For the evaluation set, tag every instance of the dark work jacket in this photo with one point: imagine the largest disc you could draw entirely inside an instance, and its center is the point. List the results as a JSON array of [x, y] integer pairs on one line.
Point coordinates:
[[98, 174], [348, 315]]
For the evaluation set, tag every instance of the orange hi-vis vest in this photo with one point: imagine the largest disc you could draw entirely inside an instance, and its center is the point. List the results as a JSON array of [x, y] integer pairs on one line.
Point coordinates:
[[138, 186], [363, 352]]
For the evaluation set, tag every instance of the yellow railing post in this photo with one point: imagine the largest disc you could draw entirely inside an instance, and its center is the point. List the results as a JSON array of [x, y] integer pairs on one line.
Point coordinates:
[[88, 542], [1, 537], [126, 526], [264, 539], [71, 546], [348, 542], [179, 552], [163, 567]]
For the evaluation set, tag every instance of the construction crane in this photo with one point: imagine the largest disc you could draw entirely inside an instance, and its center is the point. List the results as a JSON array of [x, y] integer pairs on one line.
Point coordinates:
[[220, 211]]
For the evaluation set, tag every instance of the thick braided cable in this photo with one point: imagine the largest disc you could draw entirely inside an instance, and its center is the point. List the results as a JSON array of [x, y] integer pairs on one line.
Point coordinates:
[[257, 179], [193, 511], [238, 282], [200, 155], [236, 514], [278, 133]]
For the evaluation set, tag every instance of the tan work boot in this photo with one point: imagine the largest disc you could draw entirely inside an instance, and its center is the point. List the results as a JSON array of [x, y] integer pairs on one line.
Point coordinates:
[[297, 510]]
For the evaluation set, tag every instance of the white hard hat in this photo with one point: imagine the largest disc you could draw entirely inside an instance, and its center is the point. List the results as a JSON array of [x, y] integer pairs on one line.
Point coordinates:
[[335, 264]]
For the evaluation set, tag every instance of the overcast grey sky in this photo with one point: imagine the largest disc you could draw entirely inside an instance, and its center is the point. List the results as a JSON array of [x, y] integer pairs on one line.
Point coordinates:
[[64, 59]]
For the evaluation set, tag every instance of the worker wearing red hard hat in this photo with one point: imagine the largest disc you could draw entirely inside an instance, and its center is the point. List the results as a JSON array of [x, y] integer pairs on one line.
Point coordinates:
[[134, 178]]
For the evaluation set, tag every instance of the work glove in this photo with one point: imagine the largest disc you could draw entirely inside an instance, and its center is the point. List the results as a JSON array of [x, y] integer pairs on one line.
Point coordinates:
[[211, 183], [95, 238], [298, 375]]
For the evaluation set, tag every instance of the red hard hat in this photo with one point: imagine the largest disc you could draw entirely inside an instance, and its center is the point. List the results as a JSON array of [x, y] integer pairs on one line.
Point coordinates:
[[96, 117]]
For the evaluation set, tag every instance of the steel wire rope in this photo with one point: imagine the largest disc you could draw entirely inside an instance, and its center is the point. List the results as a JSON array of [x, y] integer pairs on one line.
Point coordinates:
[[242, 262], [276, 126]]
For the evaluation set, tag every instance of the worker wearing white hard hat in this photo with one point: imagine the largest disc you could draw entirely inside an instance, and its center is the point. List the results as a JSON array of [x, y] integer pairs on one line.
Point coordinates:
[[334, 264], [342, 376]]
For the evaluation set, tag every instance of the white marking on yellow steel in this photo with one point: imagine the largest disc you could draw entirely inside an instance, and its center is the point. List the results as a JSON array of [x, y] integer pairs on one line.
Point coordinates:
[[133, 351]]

EXERCISE: Please write out the data again, starting at the line that contains "For the evaluation set, tag every instance of the overcast" and stopping after the line that contains "[[134, 178]]". Offset every coordinate in the answers by 121, and copy everything else unchanged.

RIGHT ANSWER:
For the evaluation set, tag every instance of the overcast grey sky in this photo with one point: imagine the largest disc you could draw entirely inside an instance, and its center is the point. List the results as a JSON array of [x, y] integer pairs on one line.
Point coordinates:
[[185, 180]]
For the evaluation set, tag every instance of the worker wearing red hard hat in this photo with one point: imagine the largest disc you could draw entirely inside an instance, and its center is the point. List the results as a JSON array of [x, y] integer pairs on one line.
Point coordinates:
[[255, 299]]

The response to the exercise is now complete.